[Object pointing dataset entries]
((
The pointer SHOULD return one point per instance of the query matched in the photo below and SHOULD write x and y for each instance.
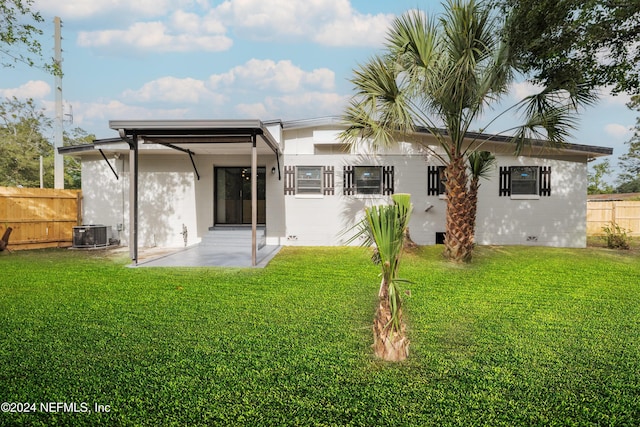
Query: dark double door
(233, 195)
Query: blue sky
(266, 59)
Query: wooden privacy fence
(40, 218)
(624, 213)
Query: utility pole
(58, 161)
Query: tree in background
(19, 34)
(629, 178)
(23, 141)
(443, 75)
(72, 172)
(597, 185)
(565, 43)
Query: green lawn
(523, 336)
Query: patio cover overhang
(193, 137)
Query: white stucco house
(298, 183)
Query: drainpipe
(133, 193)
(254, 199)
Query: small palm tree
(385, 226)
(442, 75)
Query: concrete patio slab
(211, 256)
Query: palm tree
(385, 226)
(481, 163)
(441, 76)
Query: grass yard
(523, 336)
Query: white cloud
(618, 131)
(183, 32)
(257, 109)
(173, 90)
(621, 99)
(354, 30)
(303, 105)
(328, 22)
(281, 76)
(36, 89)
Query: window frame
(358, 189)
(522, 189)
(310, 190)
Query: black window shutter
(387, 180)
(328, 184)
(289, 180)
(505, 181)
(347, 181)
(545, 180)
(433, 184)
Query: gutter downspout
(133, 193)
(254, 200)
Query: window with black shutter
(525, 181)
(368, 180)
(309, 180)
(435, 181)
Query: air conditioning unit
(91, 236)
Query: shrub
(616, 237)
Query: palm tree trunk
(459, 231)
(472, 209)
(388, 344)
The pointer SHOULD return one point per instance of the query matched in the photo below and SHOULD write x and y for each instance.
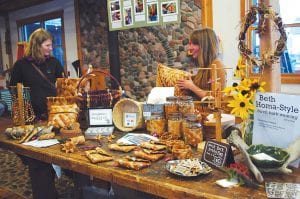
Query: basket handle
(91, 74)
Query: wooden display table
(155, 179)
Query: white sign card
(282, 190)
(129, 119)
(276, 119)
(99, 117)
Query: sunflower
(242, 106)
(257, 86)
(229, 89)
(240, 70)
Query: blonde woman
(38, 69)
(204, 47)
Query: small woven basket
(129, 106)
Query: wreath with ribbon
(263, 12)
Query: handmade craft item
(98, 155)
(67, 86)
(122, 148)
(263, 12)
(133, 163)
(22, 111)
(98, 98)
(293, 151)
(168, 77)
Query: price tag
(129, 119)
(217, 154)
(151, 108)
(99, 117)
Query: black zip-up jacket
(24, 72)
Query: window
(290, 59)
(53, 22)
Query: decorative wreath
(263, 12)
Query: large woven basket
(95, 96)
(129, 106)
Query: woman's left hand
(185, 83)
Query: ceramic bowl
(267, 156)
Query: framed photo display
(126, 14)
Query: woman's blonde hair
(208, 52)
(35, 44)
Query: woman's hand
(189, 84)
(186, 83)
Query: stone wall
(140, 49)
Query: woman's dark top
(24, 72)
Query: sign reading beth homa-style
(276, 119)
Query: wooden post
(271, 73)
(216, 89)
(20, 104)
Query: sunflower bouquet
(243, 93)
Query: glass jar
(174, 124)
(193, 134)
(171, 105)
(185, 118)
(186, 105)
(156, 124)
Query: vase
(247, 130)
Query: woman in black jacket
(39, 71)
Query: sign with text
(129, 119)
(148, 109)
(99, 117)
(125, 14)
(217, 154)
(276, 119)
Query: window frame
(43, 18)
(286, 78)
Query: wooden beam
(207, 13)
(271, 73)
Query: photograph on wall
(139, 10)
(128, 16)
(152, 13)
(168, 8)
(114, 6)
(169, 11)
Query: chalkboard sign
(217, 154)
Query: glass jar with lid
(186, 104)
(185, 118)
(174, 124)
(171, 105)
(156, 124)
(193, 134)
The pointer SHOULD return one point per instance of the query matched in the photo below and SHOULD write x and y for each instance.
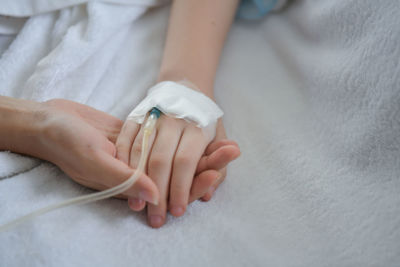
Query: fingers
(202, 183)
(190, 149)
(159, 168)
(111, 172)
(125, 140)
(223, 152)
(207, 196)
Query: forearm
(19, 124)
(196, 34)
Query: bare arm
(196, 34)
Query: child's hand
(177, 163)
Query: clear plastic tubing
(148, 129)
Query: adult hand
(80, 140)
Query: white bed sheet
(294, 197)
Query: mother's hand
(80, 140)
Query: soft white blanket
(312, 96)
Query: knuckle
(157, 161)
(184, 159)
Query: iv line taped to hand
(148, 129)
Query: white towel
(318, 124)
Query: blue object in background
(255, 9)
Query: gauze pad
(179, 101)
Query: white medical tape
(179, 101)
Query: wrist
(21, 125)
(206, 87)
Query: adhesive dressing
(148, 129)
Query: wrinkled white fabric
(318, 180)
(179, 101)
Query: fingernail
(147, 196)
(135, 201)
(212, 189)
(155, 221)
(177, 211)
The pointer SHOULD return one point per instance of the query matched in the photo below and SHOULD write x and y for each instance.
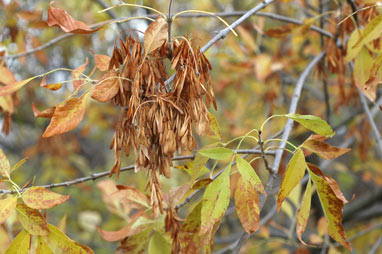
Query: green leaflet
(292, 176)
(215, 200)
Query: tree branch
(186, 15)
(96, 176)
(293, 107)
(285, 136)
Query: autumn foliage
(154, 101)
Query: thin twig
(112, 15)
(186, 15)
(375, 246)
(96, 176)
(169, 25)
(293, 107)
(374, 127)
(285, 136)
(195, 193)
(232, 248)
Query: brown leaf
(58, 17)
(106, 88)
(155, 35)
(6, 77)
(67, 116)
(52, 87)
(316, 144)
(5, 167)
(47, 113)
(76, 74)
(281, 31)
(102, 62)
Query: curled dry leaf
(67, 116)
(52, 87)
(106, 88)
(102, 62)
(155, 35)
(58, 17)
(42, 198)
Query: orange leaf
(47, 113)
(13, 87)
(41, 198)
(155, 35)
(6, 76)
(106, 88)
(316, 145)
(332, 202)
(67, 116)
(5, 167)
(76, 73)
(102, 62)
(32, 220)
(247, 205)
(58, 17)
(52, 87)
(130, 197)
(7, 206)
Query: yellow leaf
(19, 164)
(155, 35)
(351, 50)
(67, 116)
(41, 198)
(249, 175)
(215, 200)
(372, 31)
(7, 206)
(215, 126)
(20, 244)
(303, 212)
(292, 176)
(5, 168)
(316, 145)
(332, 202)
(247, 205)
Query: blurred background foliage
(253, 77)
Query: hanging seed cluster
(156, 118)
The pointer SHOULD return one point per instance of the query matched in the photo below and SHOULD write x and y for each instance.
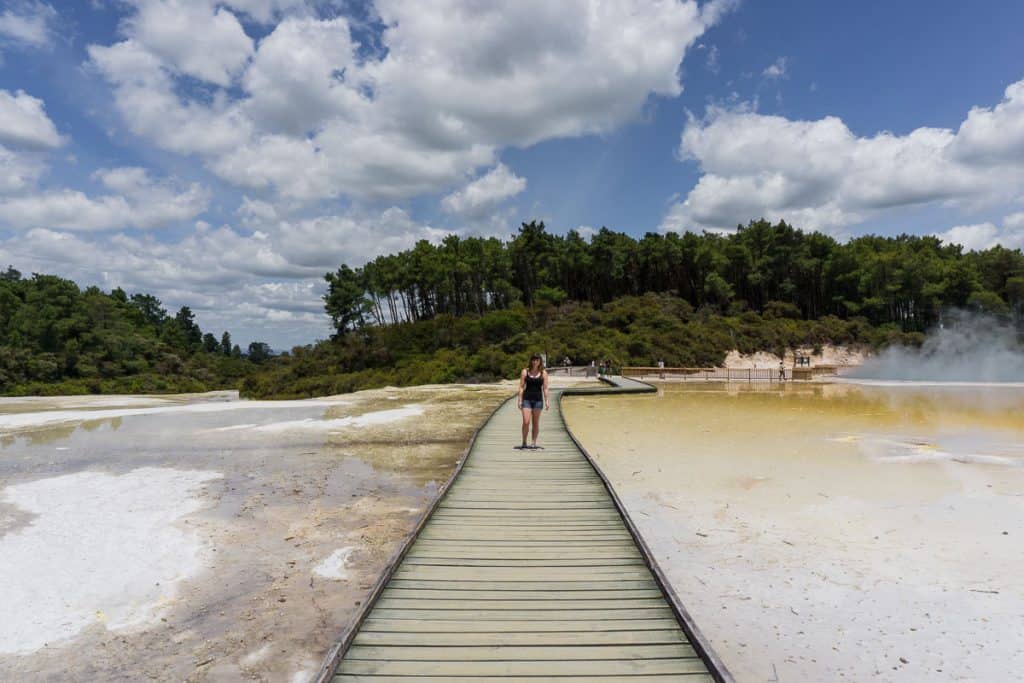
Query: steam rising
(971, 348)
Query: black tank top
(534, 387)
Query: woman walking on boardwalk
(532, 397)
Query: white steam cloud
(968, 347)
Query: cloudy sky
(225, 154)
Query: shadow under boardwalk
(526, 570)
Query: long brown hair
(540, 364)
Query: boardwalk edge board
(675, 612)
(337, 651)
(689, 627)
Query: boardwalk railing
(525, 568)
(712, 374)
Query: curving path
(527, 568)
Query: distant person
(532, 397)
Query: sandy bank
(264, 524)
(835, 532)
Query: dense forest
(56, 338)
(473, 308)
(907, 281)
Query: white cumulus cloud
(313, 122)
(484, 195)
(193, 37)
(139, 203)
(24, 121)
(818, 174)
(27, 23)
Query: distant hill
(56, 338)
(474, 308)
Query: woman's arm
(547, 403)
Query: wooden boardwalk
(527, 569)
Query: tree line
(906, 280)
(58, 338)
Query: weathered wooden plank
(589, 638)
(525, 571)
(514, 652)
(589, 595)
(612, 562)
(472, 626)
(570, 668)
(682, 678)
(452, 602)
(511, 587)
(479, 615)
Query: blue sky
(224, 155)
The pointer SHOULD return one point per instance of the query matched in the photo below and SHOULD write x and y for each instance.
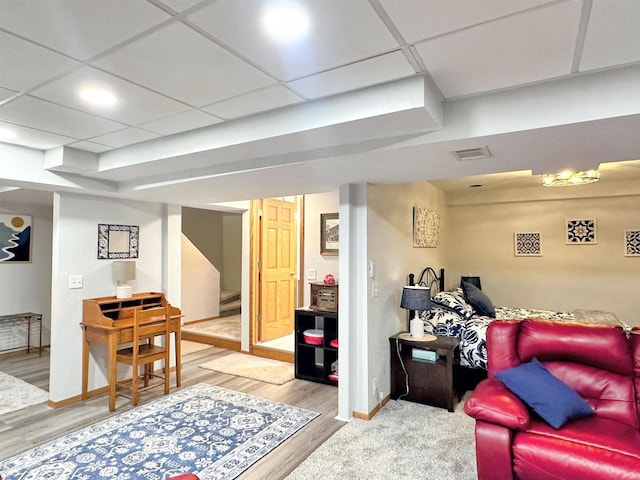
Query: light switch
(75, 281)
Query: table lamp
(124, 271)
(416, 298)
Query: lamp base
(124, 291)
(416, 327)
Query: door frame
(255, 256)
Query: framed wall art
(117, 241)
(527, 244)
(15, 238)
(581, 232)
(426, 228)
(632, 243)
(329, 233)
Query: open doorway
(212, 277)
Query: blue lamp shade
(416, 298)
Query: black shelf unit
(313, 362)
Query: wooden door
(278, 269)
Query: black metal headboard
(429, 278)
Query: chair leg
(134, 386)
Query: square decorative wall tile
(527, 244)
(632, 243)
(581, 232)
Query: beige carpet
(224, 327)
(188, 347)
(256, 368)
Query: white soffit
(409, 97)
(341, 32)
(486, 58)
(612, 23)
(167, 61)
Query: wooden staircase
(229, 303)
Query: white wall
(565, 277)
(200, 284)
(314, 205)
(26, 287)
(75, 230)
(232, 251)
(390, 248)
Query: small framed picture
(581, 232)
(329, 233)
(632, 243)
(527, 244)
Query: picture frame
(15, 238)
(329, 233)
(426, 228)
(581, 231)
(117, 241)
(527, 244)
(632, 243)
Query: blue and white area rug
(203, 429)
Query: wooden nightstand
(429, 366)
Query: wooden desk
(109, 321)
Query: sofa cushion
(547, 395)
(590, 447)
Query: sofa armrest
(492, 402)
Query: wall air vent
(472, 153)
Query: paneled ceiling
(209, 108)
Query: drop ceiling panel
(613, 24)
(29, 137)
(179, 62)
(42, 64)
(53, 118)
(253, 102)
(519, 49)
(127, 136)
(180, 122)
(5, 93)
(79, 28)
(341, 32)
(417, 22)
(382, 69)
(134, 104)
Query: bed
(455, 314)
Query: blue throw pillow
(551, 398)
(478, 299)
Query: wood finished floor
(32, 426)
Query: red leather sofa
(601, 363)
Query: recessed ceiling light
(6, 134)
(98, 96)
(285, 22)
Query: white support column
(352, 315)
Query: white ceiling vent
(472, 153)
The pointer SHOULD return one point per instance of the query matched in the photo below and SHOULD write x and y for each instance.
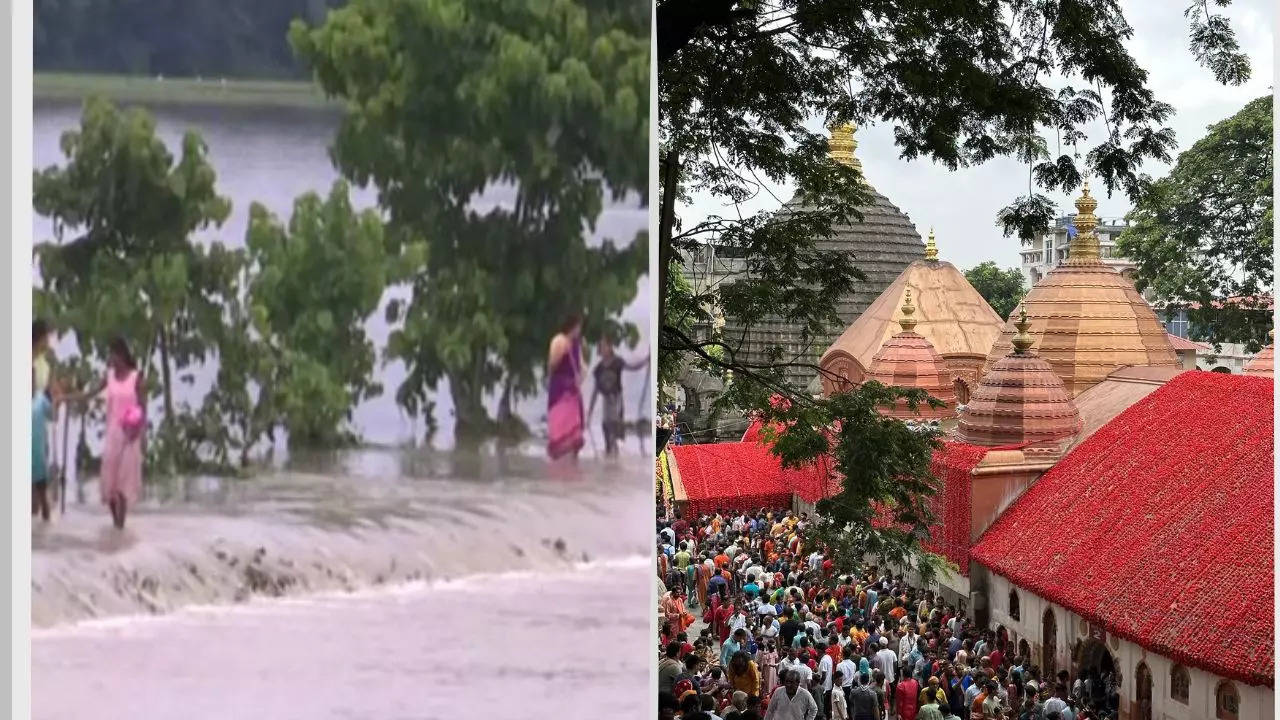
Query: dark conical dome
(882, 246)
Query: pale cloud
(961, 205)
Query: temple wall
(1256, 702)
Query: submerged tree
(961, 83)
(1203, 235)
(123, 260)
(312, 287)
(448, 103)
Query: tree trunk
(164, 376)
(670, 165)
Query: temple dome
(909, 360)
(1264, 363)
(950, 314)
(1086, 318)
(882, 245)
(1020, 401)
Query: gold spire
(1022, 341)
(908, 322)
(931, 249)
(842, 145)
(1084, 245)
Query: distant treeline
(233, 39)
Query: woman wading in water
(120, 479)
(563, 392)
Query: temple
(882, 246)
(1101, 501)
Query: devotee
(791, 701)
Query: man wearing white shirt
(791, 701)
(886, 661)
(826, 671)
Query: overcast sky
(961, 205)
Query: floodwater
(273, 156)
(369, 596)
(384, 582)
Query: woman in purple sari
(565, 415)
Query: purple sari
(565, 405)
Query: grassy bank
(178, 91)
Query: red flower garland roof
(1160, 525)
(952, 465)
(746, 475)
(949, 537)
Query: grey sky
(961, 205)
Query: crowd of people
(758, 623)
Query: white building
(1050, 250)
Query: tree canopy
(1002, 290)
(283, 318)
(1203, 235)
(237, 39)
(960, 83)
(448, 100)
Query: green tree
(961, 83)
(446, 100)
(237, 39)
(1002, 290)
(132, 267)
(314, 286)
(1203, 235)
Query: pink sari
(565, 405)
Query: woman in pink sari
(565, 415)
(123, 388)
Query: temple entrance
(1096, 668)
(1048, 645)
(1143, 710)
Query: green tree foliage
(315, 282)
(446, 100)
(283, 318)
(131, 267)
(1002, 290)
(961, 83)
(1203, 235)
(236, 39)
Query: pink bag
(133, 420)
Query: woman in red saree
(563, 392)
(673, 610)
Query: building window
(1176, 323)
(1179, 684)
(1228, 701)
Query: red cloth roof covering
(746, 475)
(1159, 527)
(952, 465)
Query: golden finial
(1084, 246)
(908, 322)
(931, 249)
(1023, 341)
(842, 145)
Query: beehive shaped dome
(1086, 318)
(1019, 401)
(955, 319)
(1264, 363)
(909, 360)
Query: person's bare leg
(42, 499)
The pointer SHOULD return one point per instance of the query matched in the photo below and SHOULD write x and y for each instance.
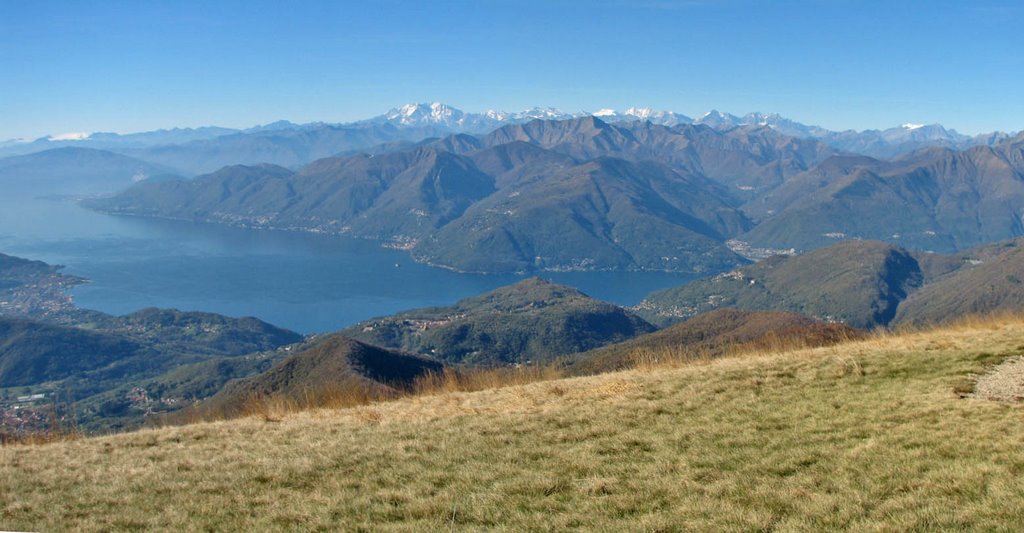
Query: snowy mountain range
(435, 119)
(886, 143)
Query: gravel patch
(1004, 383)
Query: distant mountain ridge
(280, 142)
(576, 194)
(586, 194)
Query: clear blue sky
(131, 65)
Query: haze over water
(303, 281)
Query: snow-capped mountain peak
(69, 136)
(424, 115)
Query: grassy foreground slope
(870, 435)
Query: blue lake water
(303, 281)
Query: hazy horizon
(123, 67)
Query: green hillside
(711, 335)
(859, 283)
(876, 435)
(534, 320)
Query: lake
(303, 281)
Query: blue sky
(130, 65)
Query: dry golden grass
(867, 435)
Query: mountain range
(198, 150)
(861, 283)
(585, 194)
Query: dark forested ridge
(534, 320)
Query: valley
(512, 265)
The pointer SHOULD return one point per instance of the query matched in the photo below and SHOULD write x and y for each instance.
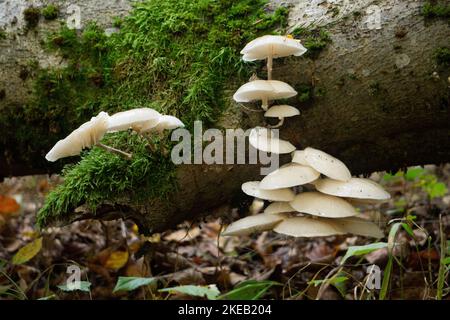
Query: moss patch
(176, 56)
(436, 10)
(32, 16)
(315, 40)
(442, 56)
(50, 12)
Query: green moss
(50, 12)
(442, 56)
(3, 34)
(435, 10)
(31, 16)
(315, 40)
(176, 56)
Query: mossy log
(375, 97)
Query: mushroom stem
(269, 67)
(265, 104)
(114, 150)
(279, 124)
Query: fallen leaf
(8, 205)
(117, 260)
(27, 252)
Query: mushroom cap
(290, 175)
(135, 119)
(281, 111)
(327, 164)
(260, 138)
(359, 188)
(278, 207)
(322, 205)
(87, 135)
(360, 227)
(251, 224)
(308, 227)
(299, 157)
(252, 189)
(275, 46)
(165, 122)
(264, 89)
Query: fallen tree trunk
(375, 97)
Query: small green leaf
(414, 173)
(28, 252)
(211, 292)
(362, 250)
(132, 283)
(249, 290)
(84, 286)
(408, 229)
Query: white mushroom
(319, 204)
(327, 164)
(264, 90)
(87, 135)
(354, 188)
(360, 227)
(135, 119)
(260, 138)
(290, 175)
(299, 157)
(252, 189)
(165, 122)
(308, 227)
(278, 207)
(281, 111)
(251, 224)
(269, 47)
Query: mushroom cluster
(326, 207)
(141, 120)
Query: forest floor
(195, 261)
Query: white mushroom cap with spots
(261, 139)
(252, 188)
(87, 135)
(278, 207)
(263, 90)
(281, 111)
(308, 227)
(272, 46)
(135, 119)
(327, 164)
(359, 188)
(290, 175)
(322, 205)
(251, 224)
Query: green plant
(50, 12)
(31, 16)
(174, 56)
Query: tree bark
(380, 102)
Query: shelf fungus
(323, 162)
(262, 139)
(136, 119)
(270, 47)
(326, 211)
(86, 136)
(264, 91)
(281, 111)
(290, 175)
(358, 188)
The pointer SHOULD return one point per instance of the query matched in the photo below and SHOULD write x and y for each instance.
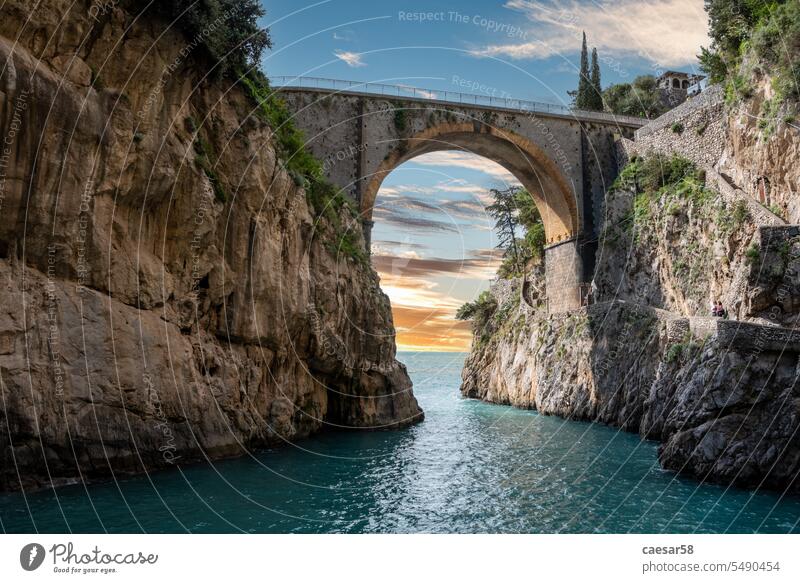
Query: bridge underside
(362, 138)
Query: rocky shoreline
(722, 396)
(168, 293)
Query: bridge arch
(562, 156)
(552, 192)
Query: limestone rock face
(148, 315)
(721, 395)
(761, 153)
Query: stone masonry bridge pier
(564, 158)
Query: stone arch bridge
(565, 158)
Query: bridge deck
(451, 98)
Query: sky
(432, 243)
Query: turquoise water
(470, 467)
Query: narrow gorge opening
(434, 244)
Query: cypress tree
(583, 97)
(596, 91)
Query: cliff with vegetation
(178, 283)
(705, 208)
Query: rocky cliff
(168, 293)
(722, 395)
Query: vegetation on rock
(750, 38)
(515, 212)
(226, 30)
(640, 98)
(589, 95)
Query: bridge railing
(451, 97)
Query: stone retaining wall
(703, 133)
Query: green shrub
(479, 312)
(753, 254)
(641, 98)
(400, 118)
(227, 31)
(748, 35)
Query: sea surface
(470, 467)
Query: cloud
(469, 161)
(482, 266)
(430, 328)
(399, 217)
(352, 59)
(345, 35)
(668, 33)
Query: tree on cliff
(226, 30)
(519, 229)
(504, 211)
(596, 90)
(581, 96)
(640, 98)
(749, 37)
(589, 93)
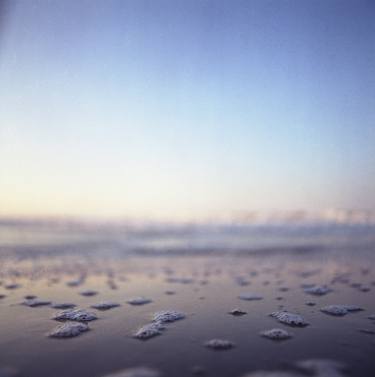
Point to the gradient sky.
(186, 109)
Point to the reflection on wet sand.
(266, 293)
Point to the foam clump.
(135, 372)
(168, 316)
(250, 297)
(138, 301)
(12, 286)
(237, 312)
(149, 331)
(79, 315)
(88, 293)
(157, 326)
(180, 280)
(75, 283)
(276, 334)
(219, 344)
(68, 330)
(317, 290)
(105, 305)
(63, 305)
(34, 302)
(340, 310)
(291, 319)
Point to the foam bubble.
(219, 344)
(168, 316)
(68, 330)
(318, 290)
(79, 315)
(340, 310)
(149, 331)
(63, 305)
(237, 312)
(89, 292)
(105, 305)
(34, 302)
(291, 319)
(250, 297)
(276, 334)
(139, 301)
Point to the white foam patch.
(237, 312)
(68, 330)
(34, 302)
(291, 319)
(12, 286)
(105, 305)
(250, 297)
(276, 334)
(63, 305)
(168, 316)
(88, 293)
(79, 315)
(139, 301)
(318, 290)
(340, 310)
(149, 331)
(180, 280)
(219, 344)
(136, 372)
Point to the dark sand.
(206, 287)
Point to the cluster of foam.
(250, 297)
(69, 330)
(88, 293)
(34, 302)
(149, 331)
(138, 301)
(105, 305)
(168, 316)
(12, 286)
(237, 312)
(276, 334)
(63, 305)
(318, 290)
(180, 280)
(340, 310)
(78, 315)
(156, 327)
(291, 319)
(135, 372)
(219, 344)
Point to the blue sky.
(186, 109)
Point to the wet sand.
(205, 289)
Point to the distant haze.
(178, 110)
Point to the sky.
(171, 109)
))
= Directive =
Rewrite everything from the line containing "Query: tree on cliff" down to the end of the records, replacing "foam" with "froth" and leaving all else unchanged. Omit the pictures from your answer.

= Answer to this exercise =
Query: tree on cliff
(226, 30)
(519, 229)
(504, 211)
(596, 90)
(581, 96)
(640, 98)
(749, 37)
(589, 93)
Point to the gradient sky.
(186, 109)
Point to the reflection on wet sand.
(266, 293)
Point to the froth clump.
(135, 372)
(168, 316)
(250, 297)
(138, 301)
(12, 286)
(237, 312)
(149, 331)
(79, 315)
(88, 293)
(157, 326)
(180, 280)
(75, 283)
(276, 334)
(219, 344)
(68, 330)
(317, 290)
(105, 305)
(63, 305)
(34, 302)
(340, 310)
(291, 319)
Point to the froth bubble.
(219, 344)
(168, 316)
(68, 330)
(318, 290)
(79, 315)
(340, 310)
(149, 331)
(63, 305)
(237, 312)
(89, 292)
(105, 305)
(34, 302)
(291, 319)
(250, 297)
(276, 334)
(139, 301)
Point to the white froth patch.
(237, 312)
(68, 330)
(34, 302)
(291, 319)
(12, 286)
(105, 305)
(250, 297)
(276, 334)
(63, 305)
(168, 316)
(88, 293)
(79, 315)
(139, 301)
(318, 290)
(340, 310)
(149, 331)
(180, 280)
(219, 344)
(136, 372)
Point to the dark sand.
(206, 287)
Point to the cluster of froth.
(250, 297)
(69, 330)
(88, 293)
(34, 302)
(149, 331)
(138, 301)
(105, 305)
(168, 316)
(12, 286)
(237, 312)
(276, 334)
(63, 305)
(318, 290)
(180, 280)
(340, 310)
(78, 315)
(156, 327)
(291, 319)
(135, 372)
(219, 344)
Point to the blue sky.
(186, 109)
Point to the wet sand.
(205, 289)
Point to the distant haze.
(178, 110)
Point to the sky.
(171, 109)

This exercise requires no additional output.